— START Supplied text —

On November 24, 1969, Apollo 12 returned to Earth after completing a successful journey to the moon. Aboard was astronaut Alan Bean, who had just become the fourth man to walk on the lunar surface. He carried home from the mission a small space hammer that he had used to smash rocks on the moon.
Half a century later that space hammer took center stage in a family dispute that played out in a probate court in Harris County, Texas.
Given the current value placed on space artifacts, it might seem unusual that an astronaut would have casually taken one home. The reality is that was commonly done. Space artifacts were initially considered worthless by NASA. Astronauts were free to carry home their personal logs, checklists, flight manuals, test articles and disposable flight hardware; anything, in fact, that was not a moon rock or lunar material. The astronauts, being a bit more forward-thinking than the NASA folks, did so in droves.
Forty years passed before NASA realized that those space artifacts had value. It was only then that NASA first asked, then demanded, that the astronauts give them the artifacts. The astronauts refused. Unable to wrest the memorabilia from the astronauts, NASA called in the DOJ and its lawyers, who promptly sued the astronauts. The astronauts promptly called their congressmen. The congressmen rose to the occasion and in 2012 a new law resulted: Owners and Ownership-Artifacts of Astronauts. This law granted ownership of the artifacts to the astronauts.

— END Supplied text —
— START Given data —

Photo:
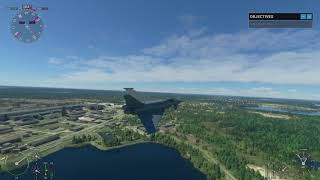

— END Given data —

- [Aim 1]:
Transcribe the passage on astronaut artifacts between "On November 24, 1969, Apollo" and "Harris County, Texas.", inclusive.
- [Aim 2]:
According to the passage on astronaut artifacts, what items were astronauts free to carry home? List them all.

- [Exercise answer 1]:
On November 24, 1969, Apollo 12 returned to Earth after completing a successful journey to the moon. Aboard was astronaut Alan Bean, who had just become the fourth man to walk on the lunar surface. He carried home from the mission a small space hammer that he had used to smash rocks on the moon.
Half a century later that space hammer took center stage in a family dispute that played out in a probate court in Harris County, Texas.

- [Exercise answer 2]:
- personal logs
- checklists
- flight manuals
- test articles
- disposable flight hardware